DATASET ENTRIES:
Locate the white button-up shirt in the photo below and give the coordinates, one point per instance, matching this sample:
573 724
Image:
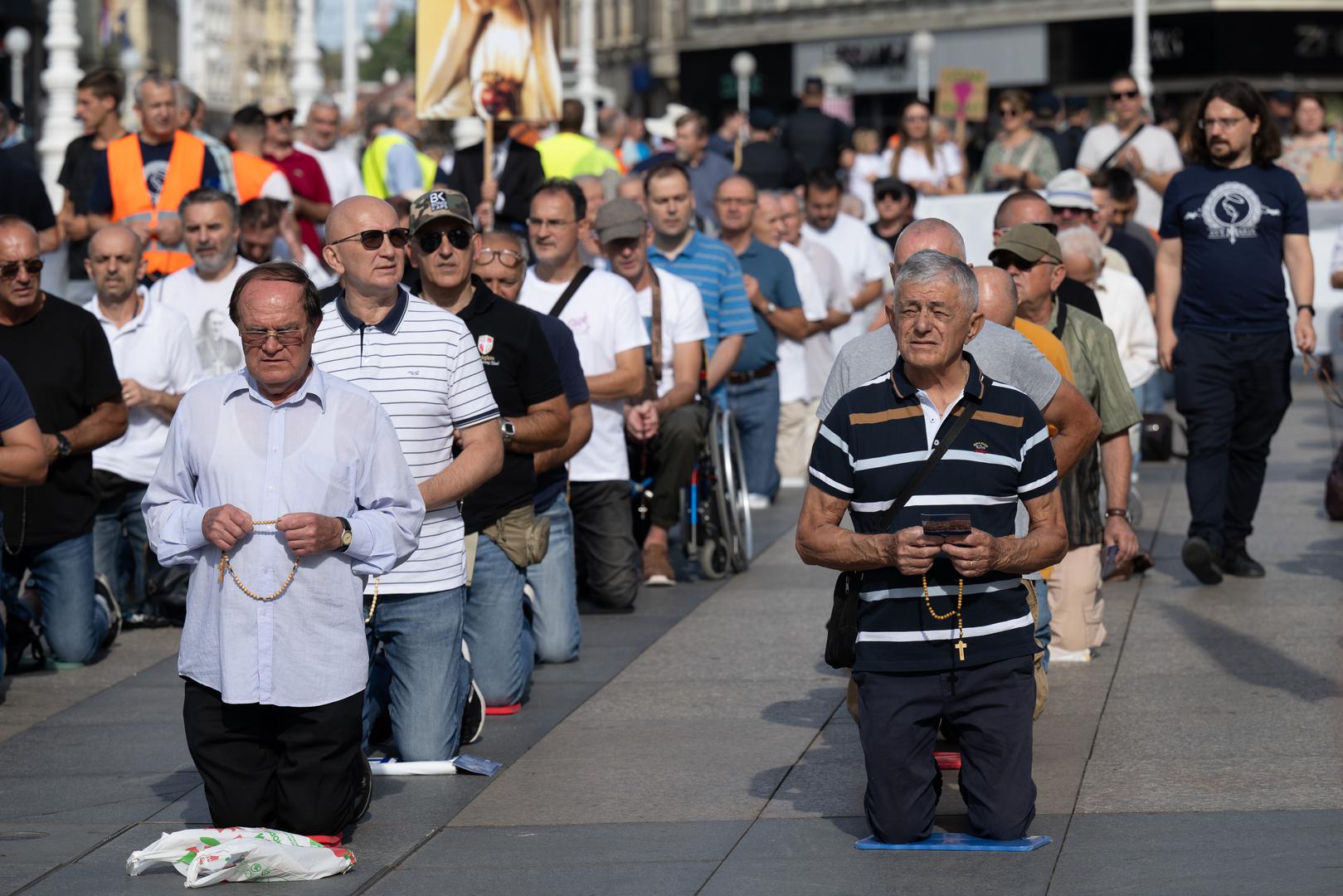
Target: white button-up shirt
328 449
156 349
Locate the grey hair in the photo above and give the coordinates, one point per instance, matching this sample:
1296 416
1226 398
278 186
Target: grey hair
1085 242
930 266
158 80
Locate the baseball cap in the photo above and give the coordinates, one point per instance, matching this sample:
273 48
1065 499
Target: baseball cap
1069 188
440 203
1029 242
620 219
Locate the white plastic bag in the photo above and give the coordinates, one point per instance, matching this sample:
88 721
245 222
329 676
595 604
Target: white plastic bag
208 856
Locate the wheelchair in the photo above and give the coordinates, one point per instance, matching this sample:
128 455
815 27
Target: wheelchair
715 514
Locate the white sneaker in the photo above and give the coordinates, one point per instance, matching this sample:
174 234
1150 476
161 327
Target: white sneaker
1058 655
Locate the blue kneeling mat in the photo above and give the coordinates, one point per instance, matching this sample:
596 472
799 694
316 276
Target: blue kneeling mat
962 843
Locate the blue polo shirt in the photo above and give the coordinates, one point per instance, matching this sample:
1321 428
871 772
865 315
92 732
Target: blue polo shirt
713 269
771 268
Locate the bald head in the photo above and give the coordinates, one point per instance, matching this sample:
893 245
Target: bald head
997 295
930 232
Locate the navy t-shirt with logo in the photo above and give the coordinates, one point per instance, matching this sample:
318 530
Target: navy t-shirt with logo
1230 223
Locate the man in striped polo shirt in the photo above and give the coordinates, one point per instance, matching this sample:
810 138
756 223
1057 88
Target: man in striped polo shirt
944 631
701 260
421 362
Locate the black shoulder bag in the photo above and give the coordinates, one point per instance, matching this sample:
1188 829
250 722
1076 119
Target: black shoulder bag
842 627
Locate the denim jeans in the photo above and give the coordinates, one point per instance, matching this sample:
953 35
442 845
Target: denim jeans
418 674
755 406
73 624
119 550
503 652
555 613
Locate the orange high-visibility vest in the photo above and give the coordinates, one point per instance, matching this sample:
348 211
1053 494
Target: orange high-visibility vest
250 173
130 197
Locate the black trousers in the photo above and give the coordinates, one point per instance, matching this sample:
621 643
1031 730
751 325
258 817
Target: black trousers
605 553
294 768
1234 391
989 707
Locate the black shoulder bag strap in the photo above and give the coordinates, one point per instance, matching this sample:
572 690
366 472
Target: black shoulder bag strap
842 627
568 290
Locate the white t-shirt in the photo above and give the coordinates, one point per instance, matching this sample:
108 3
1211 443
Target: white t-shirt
206 308
794 383
156 349
683 320
1158 151
605 319
863 260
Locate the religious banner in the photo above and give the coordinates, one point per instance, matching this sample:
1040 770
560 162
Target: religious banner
488 60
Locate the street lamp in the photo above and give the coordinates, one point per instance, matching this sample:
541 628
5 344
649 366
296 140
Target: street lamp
17 45
923 43
743 66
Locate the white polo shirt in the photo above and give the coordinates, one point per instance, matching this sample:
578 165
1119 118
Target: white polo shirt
422 364
154 348
605 319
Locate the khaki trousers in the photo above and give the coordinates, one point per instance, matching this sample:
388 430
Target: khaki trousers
796 430
1075 599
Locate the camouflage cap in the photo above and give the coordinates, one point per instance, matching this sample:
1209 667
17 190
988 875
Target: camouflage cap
440 203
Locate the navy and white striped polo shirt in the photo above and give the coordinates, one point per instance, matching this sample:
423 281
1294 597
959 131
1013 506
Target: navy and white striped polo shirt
422 364
870 445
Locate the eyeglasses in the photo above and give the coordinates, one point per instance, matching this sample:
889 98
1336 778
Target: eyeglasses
11 270
285 336
1219 124
430 241
507 257
372 240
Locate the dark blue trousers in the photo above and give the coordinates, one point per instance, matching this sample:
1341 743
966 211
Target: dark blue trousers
1234 391
989 707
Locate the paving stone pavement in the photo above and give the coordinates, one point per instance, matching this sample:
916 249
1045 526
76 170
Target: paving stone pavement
700 746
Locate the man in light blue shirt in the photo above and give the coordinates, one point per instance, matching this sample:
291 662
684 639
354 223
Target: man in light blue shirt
285 488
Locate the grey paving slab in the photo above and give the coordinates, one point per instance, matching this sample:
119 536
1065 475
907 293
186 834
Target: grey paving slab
1197 853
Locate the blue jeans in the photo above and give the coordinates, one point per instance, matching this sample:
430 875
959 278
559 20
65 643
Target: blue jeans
503 652
73 624
755 406
121 551
555 618
418 674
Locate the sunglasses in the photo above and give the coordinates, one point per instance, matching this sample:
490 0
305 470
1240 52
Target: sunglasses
507 257
372 240
11 270
430 241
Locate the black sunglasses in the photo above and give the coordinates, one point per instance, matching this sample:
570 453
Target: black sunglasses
372 240
11 270
457 238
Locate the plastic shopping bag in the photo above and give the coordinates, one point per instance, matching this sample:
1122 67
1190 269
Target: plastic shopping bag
210 856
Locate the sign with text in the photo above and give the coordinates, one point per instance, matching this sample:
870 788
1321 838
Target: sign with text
963 93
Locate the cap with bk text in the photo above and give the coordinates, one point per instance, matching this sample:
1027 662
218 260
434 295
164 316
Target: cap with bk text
1030 243
440 203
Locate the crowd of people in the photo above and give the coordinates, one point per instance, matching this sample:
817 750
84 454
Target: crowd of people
364 419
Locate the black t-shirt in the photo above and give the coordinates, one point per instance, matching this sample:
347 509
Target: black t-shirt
521 373
154 160
22 193
78 175
65 363
1230 223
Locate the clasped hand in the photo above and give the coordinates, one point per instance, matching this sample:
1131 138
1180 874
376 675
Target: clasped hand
305 533
912 551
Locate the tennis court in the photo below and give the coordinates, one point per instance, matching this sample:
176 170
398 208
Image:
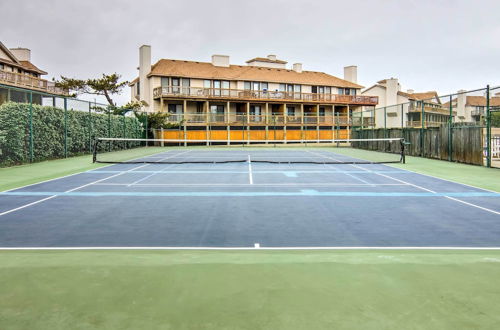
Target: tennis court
324 198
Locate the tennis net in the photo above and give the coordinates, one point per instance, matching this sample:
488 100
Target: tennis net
171 151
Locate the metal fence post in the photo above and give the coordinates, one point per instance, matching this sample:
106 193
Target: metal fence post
65 127
31 128
488 127
450 124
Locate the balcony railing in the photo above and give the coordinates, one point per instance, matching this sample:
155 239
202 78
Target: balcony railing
244 119
26 81
220 93
418 123
430 109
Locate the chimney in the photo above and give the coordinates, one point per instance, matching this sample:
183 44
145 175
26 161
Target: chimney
391 91
297 67
220 60
144 69
22 54
351 73
461 101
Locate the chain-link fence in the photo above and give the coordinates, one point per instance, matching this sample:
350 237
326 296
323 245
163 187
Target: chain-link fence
35 126
460 127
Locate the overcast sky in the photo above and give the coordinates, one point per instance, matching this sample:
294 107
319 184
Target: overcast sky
441 45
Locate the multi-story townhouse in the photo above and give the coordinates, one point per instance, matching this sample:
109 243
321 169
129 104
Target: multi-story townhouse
404 109
472 108
17 70
261 100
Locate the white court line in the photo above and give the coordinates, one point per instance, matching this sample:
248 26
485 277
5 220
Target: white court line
70 190
437 248
432 191
166 167
250 175
348 174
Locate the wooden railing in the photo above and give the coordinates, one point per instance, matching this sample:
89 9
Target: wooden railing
249 95
26 81
244 119
418 123
430 109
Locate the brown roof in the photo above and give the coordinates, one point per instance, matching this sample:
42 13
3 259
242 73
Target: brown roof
265 59
28 66
478 101
204 70
424 96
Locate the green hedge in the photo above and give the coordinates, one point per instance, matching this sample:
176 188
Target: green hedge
48 132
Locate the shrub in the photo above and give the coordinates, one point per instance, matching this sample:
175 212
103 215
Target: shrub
48 132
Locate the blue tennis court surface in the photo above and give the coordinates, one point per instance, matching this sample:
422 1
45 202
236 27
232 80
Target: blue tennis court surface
249 204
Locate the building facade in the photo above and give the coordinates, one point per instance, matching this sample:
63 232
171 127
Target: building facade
261 100
406 109
16 70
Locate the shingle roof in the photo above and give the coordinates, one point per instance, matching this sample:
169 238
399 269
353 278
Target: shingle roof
424 96
205 70
264 59
28 66
478 101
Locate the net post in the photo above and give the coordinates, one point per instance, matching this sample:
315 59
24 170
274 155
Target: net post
403 156
31 128
488 127
450 123
94 152
65 127
422 122
90 127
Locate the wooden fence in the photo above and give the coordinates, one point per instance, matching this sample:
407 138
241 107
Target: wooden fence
466 142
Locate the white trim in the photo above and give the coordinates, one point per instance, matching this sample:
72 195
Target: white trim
253 248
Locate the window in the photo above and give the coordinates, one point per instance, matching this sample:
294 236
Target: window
175 108
185 85
199 107
217 85
217 109
255 110
225 87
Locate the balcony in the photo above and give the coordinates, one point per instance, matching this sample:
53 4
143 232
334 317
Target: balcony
30 82
418 123
239 119
431 109
265 96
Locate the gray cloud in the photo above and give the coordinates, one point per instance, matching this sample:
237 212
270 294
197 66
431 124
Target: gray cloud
441 45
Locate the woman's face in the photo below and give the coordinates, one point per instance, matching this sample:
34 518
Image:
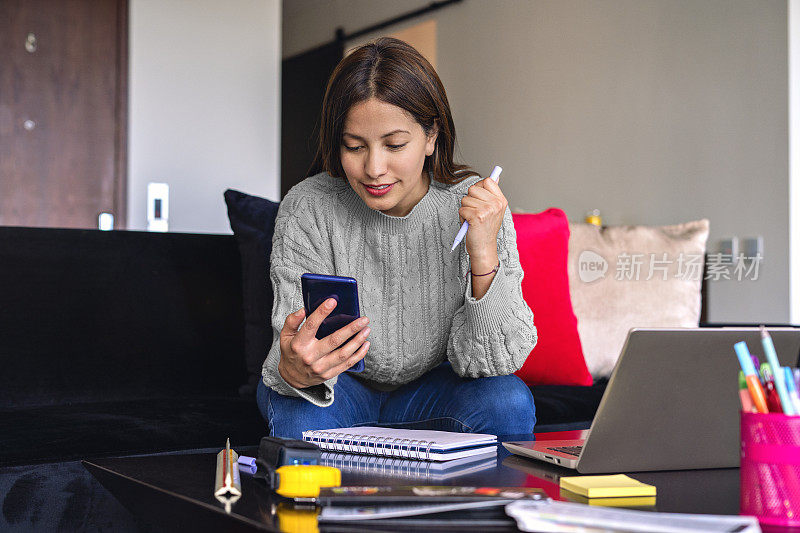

AIM:
How many lines in the records above contain the string "dark"? Case counts. Reply with the number alone.

REPLY:
2